▶ _TEXTE À LIRE_:
☆ ☆ ☆ ☆

Marches

L’Algérien est-il un bon marcheur ou un grand marcheur? La question mérite d’être posée et envisagée sous plusieurs angles. D’abord, il faut distinguer le citadin du rural. Celui-ci a été toujours un grand marcheur vu que la topographie de la campagne et la morale qui y est dominante ne laissent guère de place à la mollesse.

A la campagne, les routes sinueuses, les sentiers qui serpentent entre des champs herbeux ou le long des fossés bordés de frênes ombrageux qui invitent à une halte propice à des échanges de propos brefs, courtois ou instructifs, sont le décor idéal pour des randonnées apéritives ou des promenades solitaires propices à la réflexion.

Le citadin n’a plus ce plaisir de se dégourdir les jambes et l’esprit tant l’atmosphère de la ville est polluée par une circulation automobile de plus en plus dense et par des fumées industrielles qui stagnent au-dessus des toits comme un champignon atomique.

La deuxième question qu’il faut se poser est celle-ci: la marche est-elle d’un effet positif pour la santé de l’individu et pour l’économie en général? On peut dire pour les deux, car la plupart des consultations médicales finissent presque toujours par cette recommandation du praticien qui insiste toujours après la rédaction d’une ordonnance longue comme un jour sans pain: «Je vous conseille de faire un peu de marche à pied, chaque jour.»

La marche est bonne aussi pour l’économie en ce sens qu’elle pousse à l’économie du fuel et à la stimulation de l’industrie de la chaussure, même s’il s’agit de l’industrie chinoise. Les marcheurs auront compris un jour ou l’autre la meilleure qualité de la chaussure nationale, surtout à force de recevoir des coups de pied…

Mais, dans l’ensemble, on peut dire que l’Algérien est un grand bon marcheur puisque cela fait presque un demi-siècle qu’on le fait marcher à force de slogans de toute nature.

☆ ☆ ☆ ☆

(Données enregistrées)
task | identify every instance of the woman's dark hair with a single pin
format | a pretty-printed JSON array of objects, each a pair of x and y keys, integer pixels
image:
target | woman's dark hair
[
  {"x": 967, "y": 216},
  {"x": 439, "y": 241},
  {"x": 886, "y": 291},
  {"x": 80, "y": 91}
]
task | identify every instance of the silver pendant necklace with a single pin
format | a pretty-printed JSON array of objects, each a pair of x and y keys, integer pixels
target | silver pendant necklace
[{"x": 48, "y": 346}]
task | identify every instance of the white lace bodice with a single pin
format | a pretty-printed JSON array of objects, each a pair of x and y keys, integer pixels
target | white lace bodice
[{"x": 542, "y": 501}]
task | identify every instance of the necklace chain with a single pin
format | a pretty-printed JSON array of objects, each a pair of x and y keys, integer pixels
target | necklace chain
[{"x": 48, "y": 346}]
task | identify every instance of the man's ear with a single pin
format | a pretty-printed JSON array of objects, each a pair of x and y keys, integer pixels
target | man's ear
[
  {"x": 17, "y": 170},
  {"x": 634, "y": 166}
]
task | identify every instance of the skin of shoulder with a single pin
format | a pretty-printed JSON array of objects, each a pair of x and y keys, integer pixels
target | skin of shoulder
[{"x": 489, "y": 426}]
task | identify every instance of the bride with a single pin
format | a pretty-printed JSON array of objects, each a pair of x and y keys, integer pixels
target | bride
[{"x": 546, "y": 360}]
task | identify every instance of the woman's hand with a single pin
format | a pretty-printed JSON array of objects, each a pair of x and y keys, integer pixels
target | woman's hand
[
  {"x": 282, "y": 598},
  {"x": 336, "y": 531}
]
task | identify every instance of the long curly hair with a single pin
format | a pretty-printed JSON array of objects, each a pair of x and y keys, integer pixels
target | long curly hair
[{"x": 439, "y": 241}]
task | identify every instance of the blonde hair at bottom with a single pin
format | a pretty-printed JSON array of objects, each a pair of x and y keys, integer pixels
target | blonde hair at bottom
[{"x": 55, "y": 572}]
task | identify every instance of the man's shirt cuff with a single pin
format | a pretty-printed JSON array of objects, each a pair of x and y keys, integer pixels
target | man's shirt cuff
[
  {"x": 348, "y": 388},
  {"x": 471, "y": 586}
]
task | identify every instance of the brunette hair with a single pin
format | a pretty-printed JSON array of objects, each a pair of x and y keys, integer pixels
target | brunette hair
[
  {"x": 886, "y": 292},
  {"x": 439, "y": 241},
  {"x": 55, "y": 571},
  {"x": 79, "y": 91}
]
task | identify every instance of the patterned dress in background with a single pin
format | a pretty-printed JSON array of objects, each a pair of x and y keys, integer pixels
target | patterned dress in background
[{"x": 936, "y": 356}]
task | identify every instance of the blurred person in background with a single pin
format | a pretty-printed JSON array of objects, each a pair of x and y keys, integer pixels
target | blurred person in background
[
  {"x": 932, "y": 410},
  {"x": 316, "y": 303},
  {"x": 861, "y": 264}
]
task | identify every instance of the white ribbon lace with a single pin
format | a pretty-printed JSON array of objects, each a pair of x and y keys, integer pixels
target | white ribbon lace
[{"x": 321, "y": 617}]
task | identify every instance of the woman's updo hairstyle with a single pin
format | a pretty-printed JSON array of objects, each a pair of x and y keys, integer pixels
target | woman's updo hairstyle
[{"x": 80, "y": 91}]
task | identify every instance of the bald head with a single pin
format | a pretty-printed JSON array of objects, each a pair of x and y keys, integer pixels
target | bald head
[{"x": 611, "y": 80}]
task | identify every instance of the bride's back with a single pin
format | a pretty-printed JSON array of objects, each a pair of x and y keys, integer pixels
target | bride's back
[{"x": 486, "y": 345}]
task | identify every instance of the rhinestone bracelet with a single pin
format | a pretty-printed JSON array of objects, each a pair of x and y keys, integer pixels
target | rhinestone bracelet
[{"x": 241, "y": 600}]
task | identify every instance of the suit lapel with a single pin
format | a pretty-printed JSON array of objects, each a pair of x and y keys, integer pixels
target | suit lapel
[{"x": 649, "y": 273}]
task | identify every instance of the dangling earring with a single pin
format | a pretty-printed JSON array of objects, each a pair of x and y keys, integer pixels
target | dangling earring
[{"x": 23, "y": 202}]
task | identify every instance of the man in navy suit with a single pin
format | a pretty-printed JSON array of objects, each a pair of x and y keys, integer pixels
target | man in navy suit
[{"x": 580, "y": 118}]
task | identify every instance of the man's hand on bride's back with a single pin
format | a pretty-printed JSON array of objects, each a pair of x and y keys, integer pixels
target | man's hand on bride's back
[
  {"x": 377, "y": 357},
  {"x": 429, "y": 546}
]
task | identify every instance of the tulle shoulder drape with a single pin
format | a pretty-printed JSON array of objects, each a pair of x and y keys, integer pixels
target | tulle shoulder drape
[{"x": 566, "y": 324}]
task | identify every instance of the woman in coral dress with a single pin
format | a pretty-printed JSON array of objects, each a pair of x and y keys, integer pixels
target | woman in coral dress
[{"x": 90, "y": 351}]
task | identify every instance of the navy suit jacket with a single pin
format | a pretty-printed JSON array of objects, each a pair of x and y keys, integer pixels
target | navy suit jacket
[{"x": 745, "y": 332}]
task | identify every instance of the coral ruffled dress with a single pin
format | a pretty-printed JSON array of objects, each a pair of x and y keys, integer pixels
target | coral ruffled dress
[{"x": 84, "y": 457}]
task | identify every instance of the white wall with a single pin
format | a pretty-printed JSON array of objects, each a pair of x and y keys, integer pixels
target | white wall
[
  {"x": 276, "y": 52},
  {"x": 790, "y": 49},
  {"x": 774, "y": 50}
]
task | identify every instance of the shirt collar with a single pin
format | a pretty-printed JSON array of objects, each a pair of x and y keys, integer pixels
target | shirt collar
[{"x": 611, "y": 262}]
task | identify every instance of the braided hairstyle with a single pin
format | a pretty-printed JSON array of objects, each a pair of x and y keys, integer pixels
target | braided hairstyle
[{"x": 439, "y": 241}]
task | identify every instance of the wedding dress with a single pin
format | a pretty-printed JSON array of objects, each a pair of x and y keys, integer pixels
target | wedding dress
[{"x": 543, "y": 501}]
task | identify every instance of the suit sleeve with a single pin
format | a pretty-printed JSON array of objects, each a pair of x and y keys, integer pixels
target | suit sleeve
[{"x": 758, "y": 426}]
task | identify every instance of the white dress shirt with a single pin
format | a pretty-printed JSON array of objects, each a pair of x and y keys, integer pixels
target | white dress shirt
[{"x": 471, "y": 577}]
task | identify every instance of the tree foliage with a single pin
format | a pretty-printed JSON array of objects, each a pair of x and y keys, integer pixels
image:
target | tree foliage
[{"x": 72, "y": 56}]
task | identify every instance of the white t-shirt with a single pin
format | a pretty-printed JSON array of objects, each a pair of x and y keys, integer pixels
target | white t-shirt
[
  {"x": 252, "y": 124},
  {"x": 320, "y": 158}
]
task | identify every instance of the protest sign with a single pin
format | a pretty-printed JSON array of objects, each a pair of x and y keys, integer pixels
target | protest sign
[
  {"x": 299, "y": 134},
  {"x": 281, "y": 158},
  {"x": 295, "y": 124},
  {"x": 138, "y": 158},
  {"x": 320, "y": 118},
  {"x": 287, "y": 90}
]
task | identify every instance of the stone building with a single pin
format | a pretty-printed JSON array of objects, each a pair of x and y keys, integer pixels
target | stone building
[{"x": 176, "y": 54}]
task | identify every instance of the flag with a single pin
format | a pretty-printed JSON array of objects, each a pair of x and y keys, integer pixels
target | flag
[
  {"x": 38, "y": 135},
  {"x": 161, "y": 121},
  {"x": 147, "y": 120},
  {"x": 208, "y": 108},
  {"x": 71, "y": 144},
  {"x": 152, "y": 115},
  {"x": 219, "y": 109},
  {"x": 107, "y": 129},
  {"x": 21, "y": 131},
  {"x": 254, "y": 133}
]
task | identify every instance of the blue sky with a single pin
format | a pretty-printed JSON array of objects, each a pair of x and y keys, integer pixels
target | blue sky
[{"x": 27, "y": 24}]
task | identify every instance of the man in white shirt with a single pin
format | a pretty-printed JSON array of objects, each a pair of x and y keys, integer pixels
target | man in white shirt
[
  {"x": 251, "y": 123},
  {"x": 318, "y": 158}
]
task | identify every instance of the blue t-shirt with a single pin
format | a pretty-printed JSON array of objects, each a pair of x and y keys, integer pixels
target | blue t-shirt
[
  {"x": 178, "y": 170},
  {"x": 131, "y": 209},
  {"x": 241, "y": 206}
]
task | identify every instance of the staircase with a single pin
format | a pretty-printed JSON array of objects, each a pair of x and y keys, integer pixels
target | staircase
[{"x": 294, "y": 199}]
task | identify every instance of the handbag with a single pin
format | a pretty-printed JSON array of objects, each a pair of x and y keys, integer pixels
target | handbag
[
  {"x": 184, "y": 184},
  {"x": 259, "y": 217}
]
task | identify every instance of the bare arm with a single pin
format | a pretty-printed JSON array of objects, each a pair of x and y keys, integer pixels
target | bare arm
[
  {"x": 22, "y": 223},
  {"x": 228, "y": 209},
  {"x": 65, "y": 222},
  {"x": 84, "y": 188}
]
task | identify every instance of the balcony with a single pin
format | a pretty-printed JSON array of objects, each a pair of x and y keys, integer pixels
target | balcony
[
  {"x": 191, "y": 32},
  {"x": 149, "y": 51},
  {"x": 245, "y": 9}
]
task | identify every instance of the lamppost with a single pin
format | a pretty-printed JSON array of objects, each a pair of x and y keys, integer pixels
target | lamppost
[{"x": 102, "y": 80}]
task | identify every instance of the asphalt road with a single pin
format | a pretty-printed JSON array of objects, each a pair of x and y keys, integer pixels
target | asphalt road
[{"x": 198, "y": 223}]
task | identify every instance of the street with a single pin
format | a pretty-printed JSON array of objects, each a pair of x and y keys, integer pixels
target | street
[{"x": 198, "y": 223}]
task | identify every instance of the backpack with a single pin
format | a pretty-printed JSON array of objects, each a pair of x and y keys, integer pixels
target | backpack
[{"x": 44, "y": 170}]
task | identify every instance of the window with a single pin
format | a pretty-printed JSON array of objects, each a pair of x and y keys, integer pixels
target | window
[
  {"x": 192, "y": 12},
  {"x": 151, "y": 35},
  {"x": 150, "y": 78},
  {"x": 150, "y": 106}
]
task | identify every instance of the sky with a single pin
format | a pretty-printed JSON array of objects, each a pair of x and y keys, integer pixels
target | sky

☆ ☆ ☆ ☆

▶ _CONSIGNE_:
Dans le texte sur la marche, que conseille le médecin après avoir écrit une ordonnance ?

▶ _CORRIGÉ DÉTAILLÉ_:
Il conseille de faire un peu de marche à pied chaque jour.